━━━━━ Extracted entries ━━━━━

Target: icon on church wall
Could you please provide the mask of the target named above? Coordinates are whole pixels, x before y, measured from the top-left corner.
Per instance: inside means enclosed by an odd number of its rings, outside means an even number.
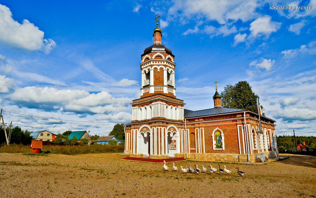
[[[170,144],[169,144],[169,150],[176,150],[177,148],[176,146],[176,140],[173,140],[170,141]]]
[[[219,131],[215,133],[215,138],[216,141],[216,148],[221,149],[222,147],[222,136],[221,136],[221,132]]]

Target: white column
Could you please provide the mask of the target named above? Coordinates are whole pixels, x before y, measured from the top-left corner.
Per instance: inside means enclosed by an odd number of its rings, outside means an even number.
[[[152,69],[151,69],[150,70],[150,82],[149,82],[150,85],[154,85],[154,70]]]

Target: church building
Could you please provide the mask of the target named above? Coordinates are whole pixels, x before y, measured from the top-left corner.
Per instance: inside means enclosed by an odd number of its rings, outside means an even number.
[[[158,17],[154,44],[141,55],[141,96],[131,104],[125,153],[153,159],[242,162],[254,162],[256,154],[278,157],[275,121],[248,110],[222,107],[217,87],[213,108],[185,108],[184,101],[176,97],[175,56],[162,44]]]

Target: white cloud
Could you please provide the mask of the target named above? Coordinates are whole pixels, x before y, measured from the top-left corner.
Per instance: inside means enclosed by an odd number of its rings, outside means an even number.
[[[14,87],[13,79],[0,75],[0,93],[8,93]]]
[[[284,107],[290,105],[295,105],[300,100],[298,97],[287,98],[280,101],[280,104],[281,106]]]
[[[138,13],[138,11],[139,11],[139,9],[143,7],[143,6],[138,3],[136,3],[136,5],[134,7],[134,9],[133,10],[133,11],[134,12],[136,12],[137,13]]]
[[[293,58],[300,53],[316,54],[316,41],[311,42],[307,45],[301,45],[299,48],[287,49],[281,52],[285,58]]]
[[[301,30],[305,25],[306,21],[302,20],[301,22],[296,23],[292,24],[289,28],[289,31],[295,33],[298,35],[301,33]]]
[[[258,61],[257,60],[254,61],[249,64],[250,66],[255,66],[257,67],[264,68],[267,71],[270,70],[271,67],[275,62],[274,60],[271,60],[270,59],[266,59],[261,58],[260,61]]]
[[[233,44],[234,46],[236,46],[239,43],[244,42],[246,40],[246,37],[247,36],[247,34],[246,33],[243,34],[239,33],[237,35],[235,35],[234,37],[234,43]]]
[[[42,50],[49,53],[56,43],[44,39],[44,32],[27,19],[22,24],[15,21],[9,8],[0,4],[0,42],[30,50]]]
[[[271,16],[265,15],[251,22],[250,26],[249,29],[253,36],[262,35],[268,37],[271,33],[280,29],[281,23],[272,21]]]
[[[179,79],[178,79],[177,82],[179,83],[181,82],[184,82],[185,81],[189,80],[189,79],[187,77],[185,77],[185,78],[180,78]]]
[[[276,111],[275,117],[283,120],[316,120],[316,111],[309,109],[291,108]]]
[[[289,129],[304,129],[309,128],[309,127],[305,124],[296,124],[293,125],[288,125],[286,126]]]
[[[120,80],[118,83],[117,85],[120,86],[128,86],[133,85],[137,85],[137,83],[138,82],[136,80],[129,80],[124,78]]]

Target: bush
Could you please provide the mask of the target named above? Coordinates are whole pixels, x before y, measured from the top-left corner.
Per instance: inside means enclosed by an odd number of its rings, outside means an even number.
[[[74,136],[72,138],[70,139],[70,144],[72,145],[76,145],[78,144],[78,141],[77,140],[77,138]]]
[[[113,139],[109,141],[107,144],[108,145],[117,145],[118,141]]]

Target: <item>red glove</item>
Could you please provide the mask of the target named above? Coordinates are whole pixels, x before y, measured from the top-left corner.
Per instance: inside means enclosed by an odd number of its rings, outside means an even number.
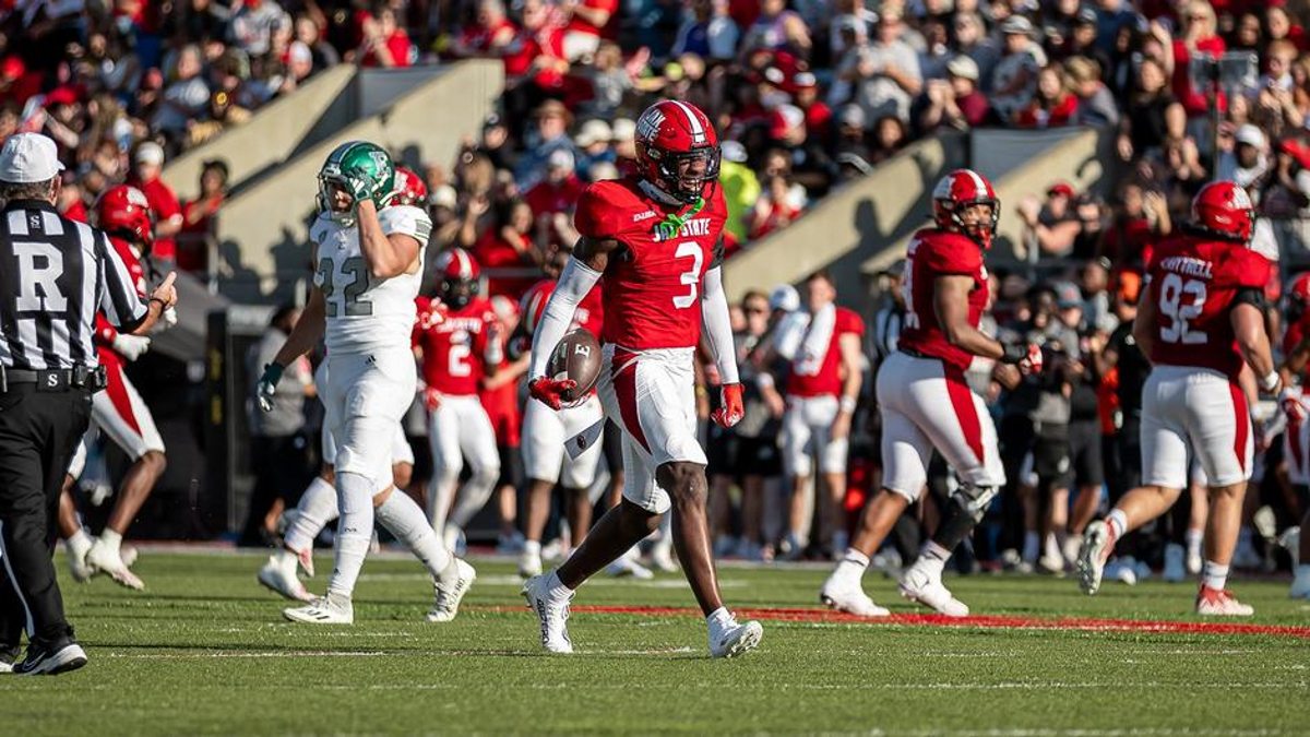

━━━━━

Problem
Copy all of the rows above word for word, leaving out the pictures.

Solution to this task
Target: icon on church wall
Could you please provide the mask of the target named above? Coordinates are whole pixels, x before y, measured from the top-left corner.
Per instance: inside means enclosed by an odd number of its rings, outside means an even number.
[[[170,144],[169,144],[169,150],[176,150],[177,148],[176,146],[176,140],[173,140],[170,141]]]
[[[219,131],[215,133],[215,138],[216,141],[216,148],[221,149],[222,147],[222,136],[221,136],[221,132]]]

Target: white column
Could you please provide the mask of the target named above? Coordinates are whole pixels, x before y, measured from the top-left corner.
Per instance: inside means enclosed by an odd number of its rings, outside means an even number.
[[[152,69],[151,69],[150,70],[150,82],[149,82],[150,85],[154,85],[154,70]]]

Target: church building
Could you please provide the mask of the target named above? Coordinates are whole pixels, x before y, measured from the top-left corner.
Per instance: inside means enclosed by an odd number of its rings, outside means an even number.
[[[158,17],[154,44],[141,55],[141,96],[131,104],[125,153],[153,159],[242,162],[254,162],[256,154],[278,157],[275,121],[248,110],[222,107],[217,87],[213,108],[185,108],[184,101],[176,97],[175,56],[162,44]]]

Target: white cloud
Could you please provide the mask of the target named above? Coordinates are whole pixels, x before y, measured from the top-left corner.
Per instance: inside means enclosed by an odd number of its rings, outside means an even number.
[[[14,87],[13,79],[0,75],[0,93],[8,93]]]
[[[284,107],[290,105],[295,105],[300,100],[298,97],[287,98],[280,101],[280,104],[281,106]]]
[[[138,13],[138,11],[139,11],[139,9],[143,7],[143,6],[138,3],[136,3],[136,5],[134,7],[134,9],[133,10],[133,11],[134,12],[136,12],[137,13]]]
[[[293,58],[300,53],[316,54],[316,41],[311,42],[307,45],[301,45],[299,48],[287,49],[281,52],[285,58]]]
[[[301,30],[305,25],[306,21],[302,20],[301,22],[296,23],[292,24],[289,28],[289,31],[295,33],[298,35],[301,33]]]
[[[258,61],[257,60],[254,61],[249,64],[250,66],[255,66],[257,67],[264,68],[267,71],[270,70],[271,67],[275,62],[274,60],[271,60],[270,59],[266,59],[261,58],[260,61]]]
[[[233,44],[234,46],[236,46],[239,43],[244,42],[246,40],[246,37],[247,36],[247,34],[246,33],[243,34],[239,33],[237,35],[235,35],[234,37],[234,43]]]
[[[42,50],[49,53],[56,43],[44,39],[44,32],[27,19],[22,24],[15,21],[9,8],[0,4],[0,42],[30,50]]]
[[[271,16],[265,15],[251,22],[250,26],[249,29],[253,36],[262,35],[268,37],[271,33],[280,29],[281,23],[272,21]]]
[[[179,79],[178,79],[177,82],[179,83],[181,82],[184,82],[185,81],[189,80],[189,79],[187,77],[185,77],[185,78],[180,78]]]
[[[276,111],[275,117],[283,120],[316,120],[316,111],[309,109],[291,108]]]
[[[289,129],[304,129],[309,128],[309,127],[305,124],[296,124],[293,125],[288,125],[286,126]]]
[[[120,80],[118,83],[117,85],[120,86],[128,86],[133,85],[137,85],[137,83],[138,82],[136,80],[129,80],[124,78]]]

Target: bush
Could you please provide the mask of the target named above? Coordinates are whole pixels, x before y, measured from the top-left corner.
Per instance: inside means enclosed by an odd number of its rings, outside means an even number.
[[[74,136],[72,138],[70,139],[70,144],[72,145],[76,145],[78,144],[78,141],[77,140],[77,138]]]
[[[113,139],[109,141],[107,144],[108,145],[117,145],[118,141]]]

Target: <item>red glove</item>
Could you please provide the mask of the target named above? Coordinates are whole pixels, x before y, measured from the top-left corner.
Per instance: inside means enclosed by an odd number of its rings, outside means an even number.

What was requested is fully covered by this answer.